Rows from a dataset:
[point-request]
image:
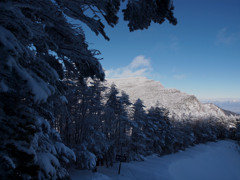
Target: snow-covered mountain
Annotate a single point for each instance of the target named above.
(178, 103)
(228, 104)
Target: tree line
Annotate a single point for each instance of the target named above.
(101, 122)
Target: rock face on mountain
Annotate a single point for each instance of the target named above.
(179, 104)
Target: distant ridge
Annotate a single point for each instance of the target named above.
(179, 104)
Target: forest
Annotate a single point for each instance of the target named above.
(55, 110)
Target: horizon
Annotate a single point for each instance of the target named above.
(199, 56)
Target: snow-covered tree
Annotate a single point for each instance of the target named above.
(138, 138)
(38, 47)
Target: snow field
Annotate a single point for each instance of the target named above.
(212, 161)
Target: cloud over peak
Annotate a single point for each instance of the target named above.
(139, 67)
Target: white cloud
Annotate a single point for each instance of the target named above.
(179, 76)
(224, 37)
(139, 67)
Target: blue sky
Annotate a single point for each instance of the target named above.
(199, 56)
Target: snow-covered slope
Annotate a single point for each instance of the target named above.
(227, 104)
(203, 162)
(178, 103)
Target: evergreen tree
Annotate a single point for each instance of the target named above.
(138, 138)
(37, 44)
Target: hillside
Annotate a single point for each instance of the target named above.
(180, 104)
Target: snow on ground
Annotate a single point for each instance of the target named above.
(214, 160)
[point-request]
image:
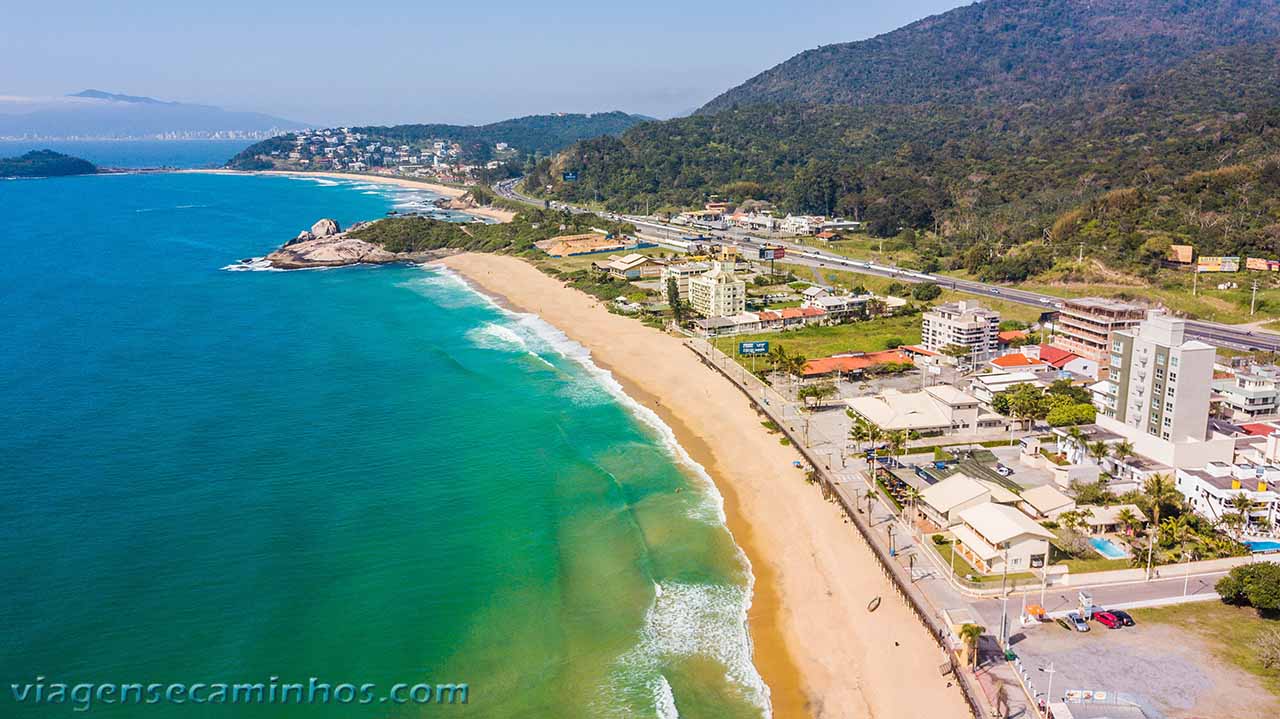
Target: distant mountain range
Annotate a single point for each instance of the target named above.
(105, 115)
(1010, 129)
(528, 137)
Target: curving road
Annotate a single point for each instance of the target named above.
(668, 234)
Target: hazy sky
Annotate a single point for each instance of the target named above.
(396, 62)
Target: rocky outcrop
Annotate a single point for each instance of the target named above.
(327, 246)
(325, 228)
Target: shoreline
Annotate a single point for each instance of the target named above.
(442, 189)
(816, 646)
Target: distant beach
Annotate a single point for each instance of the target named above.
(816, 645)
(442, 189)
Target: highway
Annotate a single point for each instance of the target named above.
(667, 236)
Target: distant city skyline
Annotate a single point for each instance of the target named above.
(397, 62)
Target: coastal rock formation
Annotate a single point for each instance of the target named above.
(327, 246)
(325, 228)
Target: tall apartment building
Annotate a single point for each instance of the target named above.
(1084, 325)
(717, 293)
(1160, 383)
(963, 323)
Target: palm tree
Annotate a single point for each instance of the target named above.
(1077, 436)
(969, 636)
(1098, 450)
(1159, 490)
(1129, 520)
(1243, 505)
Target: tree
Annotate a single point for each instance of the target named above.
(926, 292)
(970, 635)
(1129, 520)
(1256, 585)
(1159, 490)
(677, 310)
(817, 393)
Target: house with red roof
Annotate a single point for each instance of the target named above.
(854, 363)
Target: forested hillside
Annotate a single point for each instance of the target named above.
(1184, 154)
(1010, 51)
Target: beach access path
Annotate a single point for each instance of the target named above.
(817, 646)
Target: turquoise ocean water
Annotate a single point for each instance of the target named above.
(369, 475)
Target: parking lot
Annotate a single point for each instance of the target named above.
(1169, 672)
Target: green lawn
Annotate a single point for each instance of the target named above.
(1229, 631)
(816, 342)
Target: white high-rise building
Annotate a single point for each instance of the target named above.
(717, 293)
(965, 324)
(1157, 394)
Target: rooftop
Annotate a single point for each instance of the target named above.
(999, 523)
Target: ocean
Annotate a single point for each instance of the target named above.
(365, 476)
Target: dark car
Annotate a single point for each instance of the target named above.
(1124, 617)
(1107, 619)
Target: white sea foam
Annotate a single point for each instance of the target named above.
(685, 619)
(664, 699)
(252, 265)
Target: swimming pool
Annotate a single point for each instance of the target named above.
(1264, 545)
(1107, 548)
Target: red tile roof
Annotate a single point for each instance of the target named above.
(1016, 360)
(1056, 356)
(1258, 429)
(853, 362)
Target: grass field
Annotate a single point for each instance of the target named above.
(816, 342)
(1229, 630)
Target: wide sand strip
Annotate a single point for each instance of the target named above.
(442, 189)
(817, 646)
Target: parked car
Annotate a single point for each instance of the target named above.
(1078, 622)
(1109, 619)
(1124, 617)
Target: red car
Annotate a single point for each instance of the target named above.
(1107, 619)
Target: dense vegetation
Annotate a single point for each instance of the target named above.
(419, 234)
(1000, 189)
(1009, 51)
(530, 136)
(44, 164)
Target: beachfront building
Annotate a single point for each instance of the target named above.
(944, 502)
(682, 273)
(984, 388)
(718, 293)
(992, 536)
(933, 411)
(964, 324)
(1084, 325)
(1211, 490)
(1046, 500)
(1157, 394)
(1251, 395)
(634, 266)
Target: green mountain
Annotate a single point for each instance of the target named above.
(1125, 161)
(44, 164)
(1010, 50)
(530, 136)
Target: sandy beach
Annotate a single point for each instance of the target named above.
(442, 189)
(819, 650)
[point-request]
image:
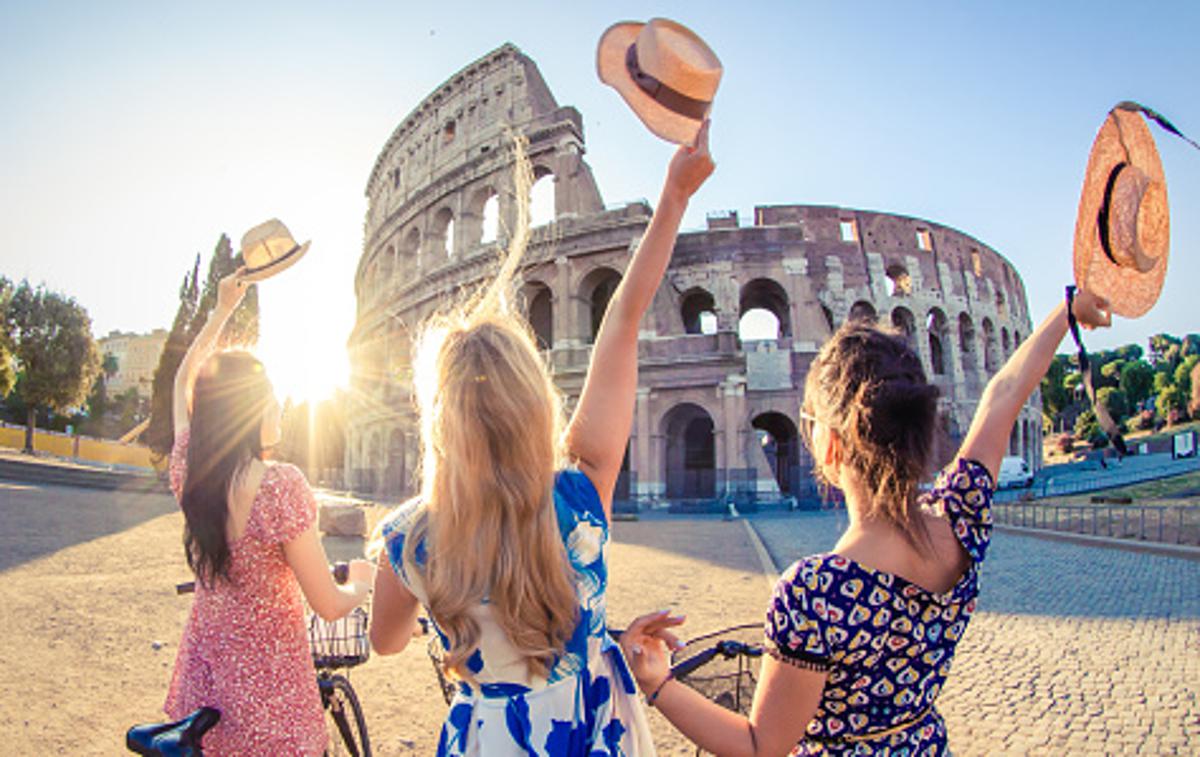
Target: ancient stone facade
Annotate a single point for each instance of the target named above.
(715, 414)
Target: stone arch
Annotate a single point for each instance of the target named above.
(483, 216)
(595, 289)
(766, 294)
(441, 238)
(689, 452)
(539, 308)
(863, 311)
(409, 250)
(939, 338)
(899, 281)
(966, 343)
(699, 311)
(990, 362)
(543, 196)
(780, 444)
(904, 320)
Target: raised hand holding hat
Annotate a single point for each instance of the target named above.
(666, 73)
(269, 248)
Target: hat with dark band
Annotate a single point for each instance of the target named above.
(268, 250)
(666, 73)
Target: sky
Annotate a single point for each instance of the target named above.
(133, 134)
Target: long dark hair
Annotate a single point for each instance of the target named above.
(228, 402)
(868, 385)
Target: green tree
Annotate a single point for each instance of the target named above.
(7, 374)
(55, 353)
(195, 304)
(1114, 401)
(1137, 380)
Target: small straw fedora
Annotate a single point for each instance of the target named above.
(268, 250)
(1122, 232)
(666, 73)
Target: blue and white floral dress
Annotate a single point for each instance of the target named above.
(588, 703)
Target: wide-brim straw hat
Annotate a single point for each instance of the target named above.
(268, 250)
(666, 73)
(1122, 232)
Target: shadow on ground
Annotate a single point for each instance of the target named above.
(40, 520)
(1031, 576)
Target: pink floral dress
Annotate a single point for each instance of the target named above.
(245, 647)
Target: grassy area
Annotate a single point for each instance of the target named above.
(1170, 491)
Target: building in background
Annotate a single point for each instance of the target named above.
(715, 413)
(137, 356)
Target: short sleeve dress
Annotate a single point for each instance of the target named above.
(245, 647)
(588, 703)
(886, 643)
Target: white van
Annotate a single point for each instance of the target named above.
(1014, 472)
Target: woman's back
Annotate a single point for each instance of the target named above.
(883, 640)
(587, 696)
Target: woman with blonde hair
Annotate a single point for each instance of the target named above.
(505, 544)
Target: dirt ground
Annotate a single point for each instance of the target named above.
(91, 623)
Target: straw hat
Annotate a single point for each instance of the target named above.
(269, 248)
(1122, 233)
(664, 71)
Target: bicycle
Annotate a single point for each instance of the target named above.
(335, 644)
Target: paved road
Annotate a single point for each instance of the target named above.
(1075, 649)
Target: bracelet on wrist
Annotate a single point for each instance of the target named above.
(653, 697)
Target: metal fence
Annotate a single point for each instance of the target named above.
(1162, 523)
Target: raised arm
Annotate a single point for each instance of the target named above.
(599, 428)
(229, 293)
(1008, 390)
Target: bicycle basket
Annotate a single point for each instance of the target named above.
(730, 673)
(340, 643)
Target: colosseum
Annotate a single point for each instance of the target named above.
(717, 406)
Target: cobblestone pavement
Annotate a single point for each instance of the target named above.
(1075, 649)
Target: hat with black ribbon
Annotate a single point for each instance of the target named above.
(269, 248)
(1122, 230)
(666, 73)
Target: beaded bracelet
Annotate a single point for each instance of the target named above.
(653, 697)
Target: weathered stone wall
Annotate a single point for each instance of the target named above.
(713, 414)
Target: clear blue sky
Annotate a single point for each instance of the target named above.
(133, 133)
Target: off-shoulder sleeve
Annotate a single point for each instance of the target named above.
(177, 466)
(395, 530)
(287, 506)
(796, 620)
(964, 490)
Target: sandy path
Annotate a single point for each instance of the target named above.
(82, 619)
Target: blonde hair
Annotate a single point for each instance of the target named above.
(491, 432)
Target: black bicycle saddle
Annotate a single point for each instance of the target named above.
(175, 739)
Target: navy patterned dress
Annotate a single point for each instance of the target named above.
(886, 643)
(588, 703)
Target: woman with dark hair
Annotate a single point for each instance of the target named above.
(859, 640)
(252, 542)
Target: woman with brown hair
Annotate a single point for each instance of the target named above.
(251, 539)
(505, 544)
(861, 638)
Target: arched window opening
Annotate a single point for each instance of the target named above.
(780, 445)
(690, 451)
(937, 335)
(491, 220)
(966, 343)
(899, 282)
(699, 311)
(763, 294)
(863, 311)
(541, 197)
(904, 320)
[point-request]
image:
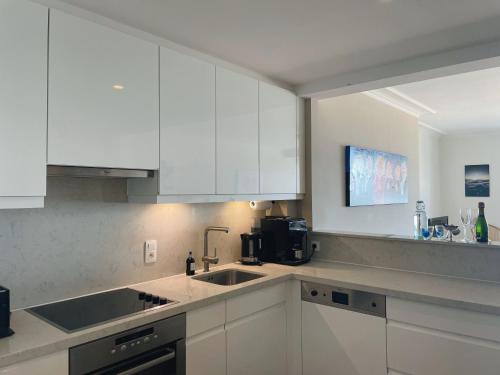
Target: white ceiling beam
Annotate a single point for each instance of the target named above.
(462, 60)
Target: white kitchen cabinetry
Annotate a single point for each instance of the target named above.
(103, 96)
(256, 333)
(23, 103)
(342, 342)
(206, 340)
(237, 150)
(187, 127)
(303, 110)
(431, 339)
(53, 364)
(277, 140)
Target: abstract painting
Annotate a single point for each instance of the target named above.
(477, 180)
(375, 177)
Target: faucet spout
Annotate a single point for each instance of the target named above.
(207, 260)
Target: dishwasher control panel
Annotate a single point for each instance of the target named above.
(343, 298)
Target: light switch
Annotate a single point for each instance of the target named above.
(150, 251)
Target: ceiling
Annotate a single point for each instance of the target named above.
(299, 41)
(462, 103)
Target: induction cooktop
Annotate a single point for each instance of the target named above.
(84, 312)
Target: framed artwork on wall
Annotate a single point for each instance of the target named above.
(477, 180)
(375, 177)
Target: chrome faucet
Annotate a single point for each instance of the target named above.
(207, 260)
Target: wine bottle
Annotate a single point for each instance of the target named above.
(481, 225)
(190, 265)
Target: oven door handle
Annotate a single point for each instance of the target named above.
(145, 366)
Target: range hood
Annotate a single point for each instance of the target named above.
(88, 172)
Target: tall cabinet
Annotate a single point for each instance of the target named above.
(187, 125)
(237, 139)
(23, 103)
(103, 96)
(277, 140)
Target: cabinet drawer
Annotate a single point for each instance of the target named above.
(205, 319)
(463, 322)
(53, 364)
(250, 303)
(414, 350)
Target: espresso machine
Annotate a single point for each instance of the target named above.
(284, 240)
(250, 249)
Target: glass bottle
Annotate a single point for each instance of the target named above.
(190, 265)
(420, 221)
(481, 225)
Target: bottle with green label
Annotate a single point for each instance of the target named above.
(481, 225)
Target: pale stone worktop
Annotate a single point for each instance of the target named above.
(35, 337)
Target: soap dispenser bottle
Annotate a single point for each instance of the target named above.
(190, 265)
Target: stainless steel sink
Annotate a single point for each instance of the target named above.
(228, 277)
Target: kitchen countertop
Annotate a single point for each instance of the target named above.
(35, 338)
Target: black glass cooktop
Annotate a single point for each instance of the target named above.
(84, 312)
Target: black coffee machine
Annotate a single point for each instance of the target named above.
(284, 240)
(250, 249)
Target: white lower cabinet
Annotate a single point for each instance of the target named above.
(257, 344)
(431, 339)
(206, 340)
(243, 335)
(256, 332)
(342, 342)
(53, 364)
(206, 353)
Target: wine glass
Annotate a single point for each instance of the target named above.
(440, 231)
(466, 217)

STATED TASK:
Return exactly the lines from the line bearing "Target: glass bottle" to the end of the records, inclusive of both; include no other lines.

EXERCISE ANSWER:
Target: glass bottle
Annotate a single point for each instance of the target named above.
(190, 265)
(420, 221)
(481, 225)
Target: bottle with green label
Annotate a single point for each instance of the target named above.
(481, 225)
Target: pale stone worktop
Annotate a single point for each instance of the target named above.
(35, 337)
Target: soap dispenser bottle
Annotate a single point for each instance of the target named above.
(190, 265)
Target: stainless steel sink
Annotate a single point for each instance of the target named above.
(228, 277)
Target: kitchen countertop
Annotate a single point for each instance of the target named above.
(35, 338)
Target: black glass cooktop
Annotate a single point for each instance of the target named above.
(84, 312)
Target: black coffee machine
Annotate a single point for each instance of the target named above.
(284, 240)
(250, 249)
Target: white lower cabinet
Annotate a single point for each instance of the target named above.
(257, 344)
(431, 339)
(206, 340)
(243, 335)
(256, 332)
(342, 342)
(53, 364)
(206, 353)
Target: wine glass
Annotate a single point for each instance of the target named above.
(440, 231)
(466, 217)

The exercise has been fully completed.